VisAD Java class library for visualization

The VisAD Java class library for interactive and collaborative
visualization and analysis of numerical data is now available.
 
VisAD features:
 
  The use of pure Java and Java RMI for platform independence
  and to support data sharing and real-time collaboration among
  geographically distributed users.  Support for distributed
  computing is integrated at the lowest levels of the system.
 
  A general mathematical data model that can be adapted to
  virtually any numerical data, that supports data sharing
  among different users, different data sources and different
  scientific disciplines, and that provides transparent access
  to data independent of storage format and location (i.e.,
  memory, disk or remote).  Initially supported file formats
  include FITS, netCDF, HDF-EOS (via native library), Vis5D
  (via native library), GIF and JPEG.
════════
■ EXERCISE DIRECTIONS
Using the VisAD description, answer each part:
(a) What does VisAD use for platform independence?
(b) At what levels of the system is support for distributed computing integrated?
(c) Which two of the initially supported file formats are handled via native library?
The records play no part here.

■ RECORD EXTRACTS
════════
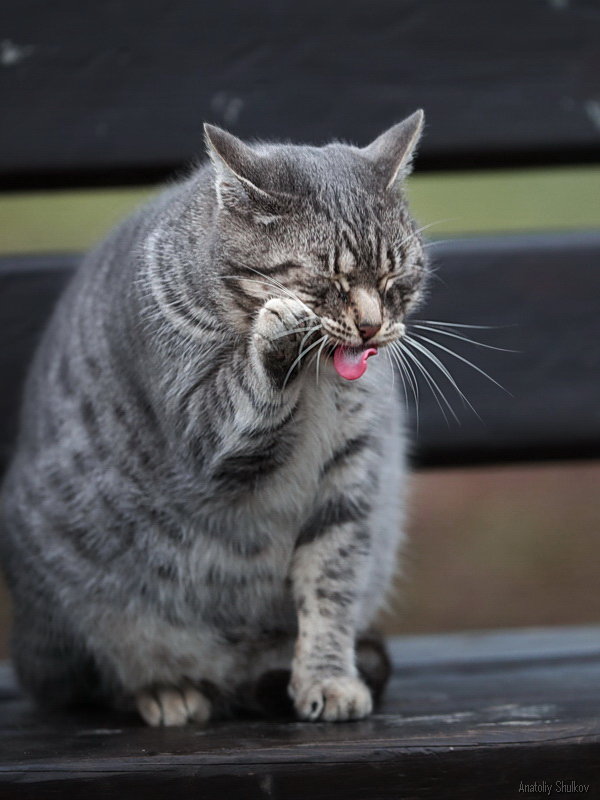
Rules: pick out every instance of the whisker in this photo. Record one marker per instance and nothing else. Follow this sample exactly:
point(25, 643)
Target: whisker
point(463, 338)
point(319, 351)
point(435, 360)
point(424, 228)
point(301, 356)
point(387, 352)
point(297, 330)
point(459, 325)
point(464, 360)
point(414, 384)
point(432, 383)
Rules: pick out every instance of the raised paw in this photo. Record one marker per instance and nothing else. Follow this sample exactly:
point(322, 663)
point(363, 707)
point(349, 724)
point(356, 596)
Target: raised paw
point(284, 325)
point(334, 700)
point(172, 705)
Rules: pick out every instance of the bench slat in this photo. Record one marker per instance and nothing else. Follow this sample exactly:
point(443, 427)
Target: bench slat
point(474, 728)
point(103, 93)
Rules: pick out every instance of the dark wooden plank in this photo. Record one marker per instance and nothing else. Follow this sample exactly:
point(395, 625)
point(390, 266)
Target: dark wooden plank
point(541, 291)
point(107, 92)
point(448, 727)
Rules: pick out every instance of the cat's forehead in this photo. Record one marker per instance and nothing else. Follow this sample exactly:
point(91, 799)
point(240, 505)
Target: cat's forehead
point(332, 173)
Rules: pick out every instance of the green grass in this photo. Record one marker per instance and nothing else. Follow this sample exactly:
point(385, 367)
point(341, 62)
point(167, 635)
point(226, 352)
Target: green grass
point(456, 203)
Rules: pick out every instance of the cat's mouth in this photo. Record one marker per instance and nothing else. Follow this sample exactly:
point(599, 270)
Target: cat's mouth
point(351, 362)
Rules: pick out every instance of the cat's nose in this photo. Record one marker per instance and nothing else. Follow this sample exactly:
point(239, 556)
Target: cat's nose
point(368, 329)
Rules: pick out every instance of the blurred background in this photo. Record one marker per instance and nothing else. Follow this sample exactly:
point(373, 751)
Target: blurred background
point(494, 546)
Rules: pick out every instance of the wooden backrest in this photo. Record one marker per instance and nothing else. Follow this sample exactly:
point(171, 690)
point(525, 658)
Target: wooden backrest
point(116, 93)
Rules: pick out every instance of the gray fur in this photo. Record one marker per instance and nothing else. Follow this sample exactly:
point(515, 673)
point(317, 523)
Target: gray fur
point(183, 513)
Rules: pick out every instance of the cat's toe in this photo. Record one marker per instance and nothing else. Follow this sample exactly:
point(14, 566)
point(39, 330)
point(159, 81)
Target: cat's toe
point(172, 706)
point(334, 700)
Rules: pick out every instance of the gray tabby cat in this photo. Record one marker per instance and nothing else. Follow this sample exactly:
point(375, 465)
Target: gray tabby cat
point(194, 504)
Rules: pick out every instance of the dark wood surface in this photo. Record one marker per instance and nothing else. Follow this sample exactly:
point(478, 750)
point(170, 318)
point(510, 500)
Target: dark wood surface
point(117, 91)
point(542, 293)
point(465, 716)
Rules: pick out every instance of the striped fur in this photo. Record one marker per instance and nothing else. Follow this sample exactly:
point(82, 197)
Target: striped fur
point(191, 505)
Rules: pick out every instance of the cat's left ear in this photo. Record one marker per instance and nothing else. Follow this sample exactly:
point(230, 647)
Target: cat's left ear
point(393, 151)
point(240, 171)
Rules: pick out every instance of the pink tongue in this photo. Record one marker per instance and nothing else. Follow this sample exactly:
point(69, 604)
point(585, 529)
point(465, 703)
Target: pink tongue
point(351, 362)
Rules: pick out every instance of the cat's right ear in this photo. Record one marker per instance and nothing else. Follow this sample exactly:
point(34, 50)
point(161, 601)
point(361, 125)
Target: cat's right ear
point(239, 170)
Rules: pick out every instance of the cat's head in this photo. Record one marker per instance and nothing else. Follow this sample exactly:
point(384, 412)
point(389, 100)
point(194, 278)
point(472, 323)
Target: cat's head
point(329, 225)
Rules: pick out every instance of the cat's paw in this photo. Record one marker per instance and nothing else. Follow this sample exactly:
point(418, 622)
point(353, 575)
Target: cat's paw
point(172, 705)
point(333, 700)
point(282, 325)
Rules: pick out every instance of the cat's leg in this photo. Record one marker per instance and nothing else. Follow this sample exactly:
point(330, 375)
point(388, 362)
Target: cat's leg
point(326, 578)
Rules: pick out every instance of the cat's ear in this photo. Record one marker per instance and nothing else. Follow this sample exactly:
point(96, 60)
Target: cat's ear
point(393, 151)
point(239, 173)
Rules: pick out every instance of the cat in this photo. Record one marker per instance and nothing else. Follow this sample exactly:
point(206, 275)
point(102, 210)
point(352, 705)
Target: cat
point(194, 504)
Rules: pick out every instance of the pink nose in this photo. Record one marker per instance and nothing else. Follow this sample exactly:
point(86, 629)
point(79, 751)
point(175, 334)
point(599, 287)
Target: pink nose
point(367, 330)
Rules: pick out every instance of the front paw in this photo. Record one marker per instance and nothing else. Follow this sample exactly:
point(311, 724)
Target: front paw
point(332, 699)
point(284, 328)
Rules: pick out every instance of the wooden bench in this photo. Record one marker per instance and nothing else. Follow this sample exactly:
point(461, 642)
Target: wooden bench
point(106, 94)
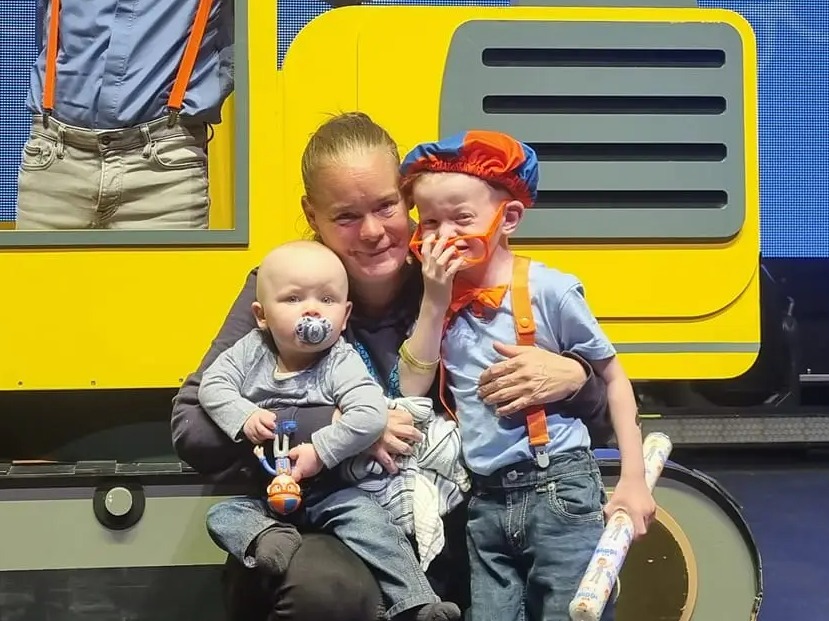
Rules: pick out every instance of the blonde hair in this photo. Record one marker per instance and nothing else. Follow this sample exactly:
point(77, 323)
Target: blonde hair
point(339, 137)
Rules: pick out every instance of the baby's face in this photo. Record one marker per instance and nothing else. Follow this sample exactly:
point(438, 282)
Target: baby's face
point(305, 286)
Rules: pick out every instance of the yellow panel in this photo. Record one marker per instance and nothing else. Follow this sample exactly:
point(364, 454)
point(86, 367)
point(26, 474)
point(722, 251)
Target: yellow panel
point(143, 317)
point(220, 158)
point(647, 296)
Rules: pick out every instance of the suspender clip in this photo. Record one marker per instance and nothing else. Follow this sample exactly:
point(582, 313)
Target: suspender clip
point(542, 459)
point(172, 118)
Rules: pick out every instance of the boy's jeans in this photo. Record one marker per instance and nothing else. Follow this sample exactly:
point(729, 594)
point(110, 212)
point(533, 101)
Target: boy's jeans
point(355, 518)
point(531, 534)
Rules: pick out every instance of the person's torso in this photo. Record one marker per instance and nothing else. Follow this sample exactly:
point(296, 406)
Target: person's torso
point(491, 442)
point(270, 390)
point(117, 61)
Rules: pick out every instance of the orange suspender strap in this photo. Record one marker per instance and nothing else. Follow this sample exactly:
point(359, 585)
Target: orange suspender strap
point(522, 314)
point(51, 61)
point(188, 60)
point(442, 387)
point(185, 68)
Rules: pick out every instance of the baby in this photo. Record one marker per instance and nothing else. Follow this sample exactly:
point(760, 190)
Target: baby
point(297, 356)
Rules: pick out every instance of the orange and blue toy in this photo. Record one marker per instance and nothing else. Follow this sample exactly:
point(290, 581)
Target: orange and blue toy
point(284, 493)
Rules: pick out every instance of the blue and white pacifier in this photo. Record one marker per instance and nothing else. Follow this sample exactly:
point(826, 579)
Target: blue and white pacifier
point(313, 330)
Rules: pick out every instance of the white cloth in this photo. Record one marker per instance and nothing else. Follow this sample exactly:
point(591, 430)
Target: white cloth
point(431, 482)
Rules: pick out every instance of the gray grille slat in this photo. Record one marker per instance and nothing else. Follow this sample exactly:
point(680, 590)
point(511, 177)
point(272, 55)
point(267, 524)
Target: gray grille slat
point(661, 176)
point(665, 81)
point(567, 86)
point(597, 127)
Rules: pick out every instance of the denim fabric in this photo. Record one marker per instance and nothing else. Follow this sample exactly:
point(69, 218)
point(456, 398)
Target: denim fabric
point(531, 534)
point(354, 518)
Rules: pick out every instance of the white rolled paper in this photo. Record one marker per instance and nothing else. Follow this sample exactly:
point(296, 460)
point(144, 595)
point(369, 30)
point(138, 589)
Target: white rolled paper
point(603, 569)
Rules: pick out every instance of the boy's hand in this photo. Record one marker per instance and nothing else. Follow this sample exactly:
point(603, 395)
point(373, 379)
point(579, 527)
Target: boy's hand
point(259, 426)
point(634, 498)
point(307, 462)
point(440, 264)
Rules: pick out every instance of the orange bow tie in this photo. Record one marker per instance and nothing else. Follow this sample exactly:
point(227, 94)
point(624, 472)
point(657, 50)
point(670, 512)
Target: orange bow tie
point(464, 295)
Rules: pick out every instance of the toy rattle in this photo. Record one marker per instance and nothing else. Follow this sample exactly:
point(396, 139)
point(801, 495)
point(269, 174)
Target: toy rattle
point(284, 495)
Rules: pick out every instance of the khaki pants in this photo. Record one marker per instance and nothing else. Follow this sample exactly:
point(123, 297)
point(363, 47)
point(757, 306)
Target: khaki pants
point(151, 176)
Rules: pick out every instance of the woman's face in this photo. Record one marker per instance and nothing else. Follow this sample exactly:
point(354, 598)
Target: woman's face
point(359, 212)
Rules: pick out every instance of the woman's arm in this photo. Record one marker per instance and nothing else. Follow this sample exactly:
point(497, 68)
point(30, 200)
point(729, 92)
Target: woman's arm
point(589, 403)
point(197, 439)
point(420, 353)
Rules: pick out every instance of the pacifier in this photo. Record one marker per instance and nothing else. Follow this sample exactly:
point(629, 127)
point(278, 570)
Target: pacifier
point(313, 330)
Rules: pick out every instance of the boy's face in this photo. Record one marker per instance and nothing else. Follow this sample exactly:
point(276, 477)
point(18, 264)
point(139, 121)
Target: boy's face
point(303, 284)
point(452, 205)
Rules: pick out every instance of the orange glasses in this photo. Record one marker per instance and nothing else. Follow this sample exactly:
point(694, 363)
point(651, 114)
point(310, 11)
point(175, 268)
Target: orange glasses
point(484, 238)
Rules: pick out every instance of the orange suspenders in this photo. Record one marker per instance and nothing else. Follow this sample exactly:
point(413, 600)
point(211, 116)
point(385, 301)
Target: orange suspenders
point(185, 69)
point(522, 316)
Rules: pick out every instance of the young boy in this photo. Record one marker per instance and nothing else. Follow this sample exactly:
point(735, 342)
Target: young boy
point(536, 514)
point(297, 356)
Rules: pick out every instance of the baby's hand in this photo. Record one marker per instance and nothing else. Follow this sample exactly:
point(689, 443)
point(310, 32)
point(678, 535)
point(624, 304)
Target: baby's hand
point(307, 462)
point(634, 498)
point(259, 426)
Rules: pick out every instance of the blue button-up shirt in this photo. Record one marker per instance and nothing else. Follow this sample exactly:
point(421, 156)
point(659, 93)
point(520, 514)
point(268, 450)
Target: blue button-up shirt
point(117, 61)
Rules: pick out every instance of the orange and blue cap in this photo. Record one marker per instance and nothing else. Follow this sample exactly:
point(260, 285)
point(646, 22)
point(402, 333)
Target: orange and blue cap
point(495, 157)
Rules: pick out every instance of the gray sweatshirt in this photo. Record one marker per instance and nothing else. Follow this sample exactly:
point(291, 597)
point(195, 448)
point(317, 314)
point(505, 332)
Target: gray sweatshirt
point(243, 379)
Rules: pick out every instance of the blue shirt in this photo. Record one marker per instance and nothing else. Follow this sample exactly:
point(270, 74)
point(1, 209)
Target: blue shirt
point(117, 61)
point(563, 323)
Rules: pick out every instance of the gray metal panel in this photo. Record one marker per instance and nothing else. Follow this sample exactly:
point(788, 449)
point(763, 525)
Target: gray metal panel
point(698, 101)
point(237, 236)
════════
■ RESULT OF THE TASK
(a) Pure Java and Java RMI
(b) At the lowest levels
(c) HDF-EOS and Vis5D